# STATED GOAL 1:
Recast the records as a Markdown table with the columns "Row" and "Line," one line per row with blank lines omitted. Start at the line containing "the futsal shoe" and end at the last line of the records.
***
The Strange Case of Rave-Culture Pulp-Fiction
A growing number of filmmakers, musicians and visual artists have begun to revisit the rave and jungle ecologies of the early 1990s
A growing number of filmmakers, musicians and visual artists have begun to revisit the rave and jungle ecologies of the early 1990s
One of the most intriguing speculations in Simon Reynolds’s 2011 book Retromania: Pop Culture’s Addiction to its Own Past is his identification of the 20-year rule of revivals. Citing the popularity of rock ‘n’ roll in the 1970s (Darts, Showaddywaddy, Grease), and the influence of 1960s bands such as The Byrds and The Velvet Underground on a swathe of British independent music during the 1980s, Reynolds suggests that it took two decades for seemingly obsolescent subcultures and scenes to re-emerge as sources of hipster cred, citational touchstones for new artists and objects of intellectual inquiry.
***
# STATED GOAL 2:
In the rave-culture pulp-fiction article, how long does Reynolds suggest it took for seemingly obsolescent subcultures and scenes to re-emerge?

# DATA TO PROCESS:
***
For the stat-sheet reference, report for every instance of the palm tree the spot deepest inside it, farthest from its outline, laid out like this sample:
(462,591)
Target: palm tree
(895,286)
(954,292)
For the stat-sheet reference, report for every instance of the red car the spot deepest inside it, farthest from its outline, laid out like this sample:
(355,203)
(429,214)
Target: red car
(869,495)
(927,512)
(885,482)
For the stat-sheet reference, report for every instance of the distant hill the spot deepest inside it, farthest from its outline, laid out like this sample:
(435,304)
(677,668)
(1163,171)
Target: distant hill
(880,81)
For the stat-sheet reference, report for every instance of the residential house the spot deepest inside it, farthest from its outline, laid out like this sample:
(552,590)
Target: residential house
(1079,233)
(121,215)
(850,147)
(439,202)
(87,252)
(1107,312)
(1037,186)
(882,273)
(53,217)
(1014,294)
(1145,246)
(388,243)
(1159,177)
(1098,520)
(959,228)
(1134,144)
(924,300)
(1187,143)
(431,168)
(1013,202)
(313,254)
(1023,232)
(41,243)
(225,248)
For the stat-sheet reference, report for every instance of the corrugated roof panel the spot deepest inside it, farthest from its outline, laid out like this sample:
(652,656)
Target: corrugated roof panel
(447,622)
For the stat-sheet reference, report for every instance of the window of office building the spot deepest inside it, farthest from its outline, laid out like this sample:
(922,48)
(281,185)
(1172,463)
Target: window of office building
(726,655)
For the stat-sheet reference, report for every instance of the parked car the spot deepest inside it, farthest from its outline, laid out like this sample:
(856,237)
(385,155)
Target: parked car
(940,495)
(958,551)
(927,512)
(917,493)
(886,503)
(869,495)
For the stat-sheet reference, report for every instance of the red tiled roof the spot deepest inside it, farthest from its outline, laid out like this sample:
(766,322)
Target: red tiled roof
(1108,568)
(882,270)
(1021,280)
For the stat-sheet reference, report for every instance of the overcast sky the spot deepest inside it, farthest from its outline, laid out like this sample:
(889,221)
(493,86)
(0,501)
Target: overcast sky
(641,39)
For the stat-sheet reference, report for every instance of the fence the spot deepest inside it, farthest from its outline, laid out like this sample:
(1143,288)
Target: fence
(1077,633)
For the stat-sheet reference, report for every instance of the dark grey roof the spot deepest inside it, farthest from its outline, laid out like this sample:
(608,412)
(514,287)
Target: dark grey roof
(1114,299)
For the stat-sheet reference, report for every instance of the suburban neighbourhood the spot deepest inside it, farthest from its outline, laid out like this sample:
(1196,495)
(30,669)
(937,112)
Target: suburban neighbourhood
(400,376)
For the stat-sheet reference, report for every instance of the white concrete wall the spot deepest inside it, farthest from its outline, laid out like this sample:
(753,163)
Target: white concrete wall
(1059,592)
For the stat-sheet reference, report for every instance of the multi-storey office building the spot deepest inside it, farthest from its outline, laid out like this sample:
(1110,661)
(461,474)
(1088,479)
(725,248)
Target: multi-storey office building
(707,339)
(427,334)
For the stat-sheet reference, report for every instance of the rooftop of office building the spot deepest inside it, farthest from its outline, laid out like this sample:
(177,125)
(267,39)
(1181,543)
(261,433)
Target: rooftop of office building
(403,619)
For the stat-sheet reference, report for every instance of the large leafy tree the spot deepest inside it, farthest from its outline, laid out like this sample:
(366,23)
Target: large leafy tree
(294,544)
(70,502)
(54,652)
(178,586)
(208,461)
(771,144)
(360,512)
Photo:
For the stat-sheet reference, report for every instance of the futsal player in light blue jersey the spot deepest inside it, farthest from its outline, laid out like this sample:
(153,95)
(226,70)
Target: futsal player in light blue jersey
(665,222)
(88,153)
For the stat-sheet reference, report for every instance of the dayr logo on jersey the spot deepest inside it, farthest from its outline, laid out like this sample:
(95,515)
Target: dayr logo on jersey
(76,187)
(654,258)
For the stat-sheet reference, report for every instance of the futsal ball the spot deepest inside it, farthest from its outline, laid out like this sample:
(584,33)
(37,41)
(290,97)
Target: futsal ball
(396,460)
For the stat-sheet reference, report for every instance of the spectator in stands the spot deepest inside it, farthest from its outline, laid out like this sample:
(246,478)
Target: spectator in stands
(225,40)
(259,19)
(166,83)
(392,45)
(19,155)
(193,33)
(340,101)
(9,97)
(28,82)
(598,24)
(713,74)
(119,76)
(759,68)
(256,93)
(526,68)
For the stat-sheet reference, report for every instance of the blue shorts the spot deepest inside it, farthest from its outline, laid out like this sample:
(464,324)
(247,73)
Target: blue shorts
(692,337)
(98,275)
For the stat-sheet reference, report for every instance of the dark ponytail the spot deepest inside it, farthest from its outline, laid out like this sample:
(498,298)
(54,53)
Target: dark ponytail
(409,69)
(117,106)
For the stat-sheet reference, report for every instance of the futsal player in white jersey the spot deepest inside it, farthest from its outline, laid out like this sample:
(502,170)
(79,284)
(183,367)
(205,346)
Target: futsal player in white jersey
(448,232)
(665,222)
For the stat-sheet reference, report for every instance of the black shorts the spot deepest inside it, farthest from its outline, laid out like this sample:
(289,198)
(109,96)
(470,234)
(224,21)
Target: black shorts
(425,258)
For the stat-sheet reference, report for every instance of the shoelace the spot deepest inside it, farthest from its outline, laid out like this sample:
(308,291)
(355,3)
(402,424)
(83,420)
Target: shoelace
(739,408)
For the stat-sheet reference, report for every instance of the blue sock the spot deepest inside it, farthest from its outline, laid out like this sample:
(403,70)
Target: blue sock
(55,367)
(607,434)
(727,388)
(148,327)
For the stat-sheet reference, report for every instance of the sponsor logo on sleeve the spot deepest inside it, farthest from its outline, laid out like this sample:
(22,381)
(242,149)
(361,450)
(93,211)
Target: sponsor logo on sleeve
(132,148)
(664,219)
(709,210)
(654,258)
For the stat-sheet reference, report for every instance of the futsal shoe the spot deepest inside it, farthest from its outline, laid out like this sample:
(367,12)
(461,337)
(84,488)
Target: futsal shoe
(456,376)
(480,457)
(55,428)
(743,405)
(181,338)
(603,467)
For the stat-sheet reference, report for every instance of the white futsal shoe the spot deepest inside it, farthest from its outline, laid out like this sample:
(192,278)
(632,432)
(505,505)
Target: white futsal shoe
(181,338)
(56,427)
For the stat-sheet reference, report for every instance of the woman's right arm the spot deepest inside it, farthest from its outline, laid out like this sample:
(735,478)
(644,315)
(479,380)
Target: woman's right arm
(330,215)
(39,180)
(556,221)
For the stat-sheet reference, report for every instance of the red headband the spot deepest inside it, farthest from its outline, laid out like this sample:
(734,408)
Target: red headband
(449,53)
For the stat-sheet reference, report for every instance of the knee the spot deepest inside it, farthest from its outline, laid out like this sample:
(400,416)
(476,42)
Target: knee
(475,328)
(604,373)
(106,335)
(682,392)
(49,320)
***
# EXPECTED OUTPUT 1:
| Row | Line |
|---|---|
| 1 | For the stat-sheet reference, report for every instance of the futsal shoe the spot deepest inside it, farthest from its outline, laid out like this sample: |
| 2 | (367,12) |
| 3 | (461,337) |
| 4 | (84,488) |
| 5 | Target: futsal shoe |
| 6 | (456,376) |
| 7 | (480,457) |
| 8 | (55,428) |
| 9 | (743,405) |
| 10 | (181,338) |
| 11 | (603,467) |
| 12 | For the stat-sheet reference, report for every instance of the white futsal shoe the spot deepest inside it, farthest from its outline, laid out like this sample: |
| 13 | (192,278) |
| 14 | (632,432) |
| 15 | (505,505) |
| 16 | Target: white futsal shoe |
| 17 | (181,338) |
| 18 | (56,427) |
| 19 | For the stat-sheet reference, report for every instance of the woman's right arm the spot deepest inside it, farthest from its outline, laid out like this sample: |
| 20 | (735,478) |
| 21 | (644,315) |
| 22 | (479,380) |
| 23 | Target: woman's right arm |
| 24 | (330,215) |
| 25 | (39,180) |
| 26 | (556,221) |
| 27 | For the stat-sheet reference, report for every instance of the red headband the spot deepest inside it, farthest from its outline, laid out like this sample: |
| 28 | (734,408) |
| 29 | Target: red headband |
| 30 | (449,53) |
| 31 | For the stat-sheet reference, report for every instance of the knee the spot deepest inside it, farthest from its outline, laid out like this sample: |
| 32 | (400,416) |
| 33 | (476,42) |
| 34 | Target: knee |
| 35 | (475,328) |
| 36 | (604,373) |
| 37 | (106,335) |
| 38 | (682,392) |
| 39 | (49,320) |

# EXPECTED OUTPUT 2:
Two decades.